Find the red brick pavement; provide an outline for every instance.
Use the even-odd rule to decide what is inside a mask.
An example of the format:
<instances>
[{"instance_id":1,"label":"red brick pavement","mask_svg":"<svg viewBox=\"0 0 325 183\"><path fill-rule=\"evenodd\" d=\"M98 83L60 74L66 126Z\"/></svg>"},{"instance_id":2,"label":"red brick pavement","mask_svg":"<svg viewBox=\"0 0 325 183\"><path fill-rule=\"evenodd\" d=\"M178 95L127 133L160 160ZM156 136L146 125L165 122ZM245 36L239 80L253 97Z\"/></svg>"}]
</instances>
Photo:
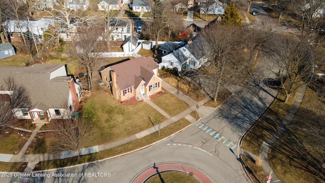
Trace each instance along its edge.
<instances>
[{"instance_id":1,"label":"red brick pavement","mask_svg":"<svg viewBox=\"0 0 325 183\"><path fill-rule=\"evenodd\" d=\"M191 167L183 164L164 164L158 165L153 167L149 168L144 171L140 175L134 179L132 182L133 183L142 183L146 180L149 177L157 174L157 170L159 172L161 173L167 171L176 170L188 173L190 175L193 175L197 178L200 179L202 182L205 183L212 183L212 181L208 178L206 175L201 171L192 168Z\"/></svg>"}]
</instances>

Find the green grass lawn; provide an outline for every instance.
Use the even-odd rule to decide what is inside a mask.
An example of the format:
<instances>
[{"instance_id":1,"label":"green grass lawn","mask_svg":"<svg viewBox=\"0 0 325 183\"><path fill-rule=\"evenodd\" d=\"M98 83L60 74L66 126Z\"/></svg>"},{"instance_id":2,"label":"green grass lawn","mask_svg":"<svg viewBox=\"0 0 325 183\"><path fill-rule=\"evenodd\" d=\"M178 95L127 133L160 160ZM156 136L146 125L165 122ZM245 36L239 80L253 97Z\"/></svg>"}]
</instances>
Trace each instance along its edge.
<instances>
[{"instance_id":1,"label":"green grass lawn","mask_svg":"<svg viewBox=\"0 0 325 183\"><path fill-rule=\"evenodd\" d=\"M162 182L162 180L165 182L177 182L177 183L187 183L187 182L200 182L197 179L191 175L187 175L185 173L176 172L166 172L153 176L146 183L156 183Z\"/></svg>"},{"instance_id":2,"label":"green grass lawn","mask_svg":"<svg viewBox=\"0 0 325 183\"><path fill-rule=\"evenodd\" d=\"M145 102L124 105L104 92L93 93L82 113L95 126L95 140L88 146L122 139L166 119Z\"/></svg>"},{"instance_id":3,"label":"green grass lawn","mask_svg":"<svg viewBox=\"0 0 325 183\"><path fill-rule=\"evenodd\" d=\"M168 92L151 99L151 101L172 116L188 108L185 102Z\"/></svg>"},{"instance_id":4,"label":"green grass lawn","mask_svg":"<svg viewBox=\"0 0 325 183\"><path fill-rule=\"evenodd\" d=\"M30 60L30 56L14 55L0 59L0 66L26 66Z\"/></svg>"},{"instance_id":5,"label":"green grass lawn","mask_svg":"<svg viewBox=\"0 0 325 183\"><path fill-rule=\"evenodd\" d=\"M78 160L76 158L70 158L60 160L40 162L36 166L36 169L34 170L46 170L77 165L78 164L97 161L129 152L168 137L190 124L191 123L185 118L182 118L171 125L161 129L160 136L158 135L157 133L153 133L118 147L103 150L96 153L82 156L79 160ZM0 165L1 163L2 162L0 162ZM0 168L1 167L0 166ZM0 169L0 171L3 170Z\"/></svg>"}]
</instances>

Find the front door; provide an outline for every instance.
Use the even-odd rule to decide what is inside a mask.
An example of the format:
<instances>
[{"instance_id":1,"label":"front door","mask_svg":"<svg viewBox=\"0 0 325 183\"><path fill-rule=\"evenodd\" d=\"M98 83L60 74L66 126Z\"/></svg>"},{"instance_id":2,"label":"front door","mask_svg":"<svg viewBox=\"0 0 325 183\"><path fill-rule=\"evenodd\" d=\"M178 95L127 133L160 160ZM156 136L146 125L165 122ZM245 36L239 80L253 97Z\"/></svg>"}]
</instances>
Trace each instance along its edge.
<instances>
[{"instance_id":1,"label":"front door","mask_svg":"<svg viewBox=\"0 0 325 183\"><path fill-rule=\"evenodd\" d=\"M144 85L141 86L141 94L144 94Z\"/></svg>"}]
</instances>

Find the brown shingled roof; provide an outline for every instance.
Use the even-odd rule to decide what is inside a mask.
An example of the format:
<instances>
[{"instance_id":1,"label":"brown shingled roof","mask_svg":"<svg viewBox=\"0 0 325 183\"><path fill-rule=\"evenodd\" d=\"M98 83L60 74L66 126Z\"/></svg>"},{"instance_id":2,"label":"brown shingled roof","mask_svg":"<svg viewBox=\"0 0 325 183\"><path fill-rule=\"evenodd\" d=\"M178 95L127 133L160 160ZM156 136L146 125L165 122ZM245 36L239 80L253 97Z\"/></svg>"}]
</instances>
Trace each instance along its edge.
<instances>
[{"instance_id":1,"label":"brown shingled roof","mask_svg":"<svg viewBox=\"0 0 325 183\"><path fill-rule=\"evenodd\" d=\"M116 82L120 89L122 90L140 84L136 77L141 76L145 81L148 82L154 75L152 70L158 68L157 64L152 57L138 58L125 61L121 63L110 66L116 73ZM141 79L141 78L140 78ZM137 80L137 81L136 81Z\"/></svg>"}]
</instances>

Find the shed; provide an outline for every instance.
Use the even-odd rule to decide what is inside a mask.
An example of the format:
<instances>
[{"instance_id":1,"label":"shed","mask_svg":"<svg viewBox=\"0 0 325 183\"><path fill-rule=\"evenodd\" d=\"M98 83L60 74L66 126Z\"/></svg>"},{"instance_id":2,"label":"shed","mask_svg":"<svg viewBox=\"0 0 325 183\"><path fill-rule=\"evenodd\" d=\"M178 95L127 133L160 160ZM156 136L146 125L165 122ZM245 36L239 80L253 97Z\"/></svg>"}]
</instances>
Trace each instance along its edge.
<instances>
[{"instance_id":1,"label":"shed","mask_svg":"<svg viewBox=\"0 0 325 183\"><path fill-rule=\"evenodd\" d=\"M144 41L142 42L142 48L150 50L152 48L152 43L151 43L150 41Z\"/></svg>"},{"instance_id":2,"label":"shed","mask_svg":"<svg viewBox=\"0 0 325 183\"><path fill-rule=\"evenodd\" d=\"M16 55L15 49L10 43L0 44L0 59Z\"/></svg>"}]
</instances>

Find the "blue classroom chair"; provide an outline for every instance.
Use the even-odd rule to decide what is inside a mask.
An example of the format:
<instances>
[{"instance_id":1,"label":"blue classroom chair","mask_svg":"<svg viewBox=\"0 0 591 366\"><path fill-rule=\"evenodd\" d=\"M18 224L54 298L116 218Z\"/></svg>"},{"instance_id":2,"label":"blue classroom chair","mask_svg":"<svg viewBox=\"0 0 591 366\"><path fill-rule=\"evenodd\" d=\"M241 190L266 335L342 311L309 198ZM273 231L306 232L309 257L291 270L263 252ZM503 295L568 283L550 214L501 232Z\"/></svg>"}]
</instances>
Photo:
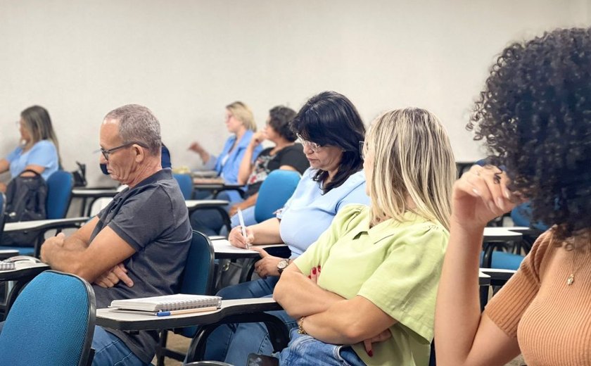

**What is being asked:** Pull out every line of the records that contains the word "roof", treating uppercase and lowercase as different.

**Output for this exercise:**
Find the brown shingled roof; provide an outline for every instance.
[{"instance_id":1,"label":"brown shingled roof","mask_svg":"<svg viewBox=\"0 0 325 183\"><path fill-rule=\"evenodd\" d=\"M98 83L60 74L66 126Z\"/></svg>"},{"instance_id":2,"label":"brown shingled roof","mask_svg":"<svg viewBox=\"0 0 325 183\"><path fill-rule=\"evenodd\" d=\"M178 95L127 133L160 160ZM156 136L146 125L165 122ZM245 36L239 80L253 97Z\"/></svg>"}]
[{"instance_id":1,"label":"brown shingled roof","mask_svg":"<svg viewBox=\"0 0 325 183\"><path fill-rule=\"evenodd\" d=\"M116 82L120 89L122 90L140 84L136 77L141 76L145 81L148 82L154 75L152 70L158 68L157 64L152 57L138 58L125 61L121 63L110 66L116 73ZM141 79L141 78L140 78ZM137 80L137 81L136 81Z\"/></svg>"}]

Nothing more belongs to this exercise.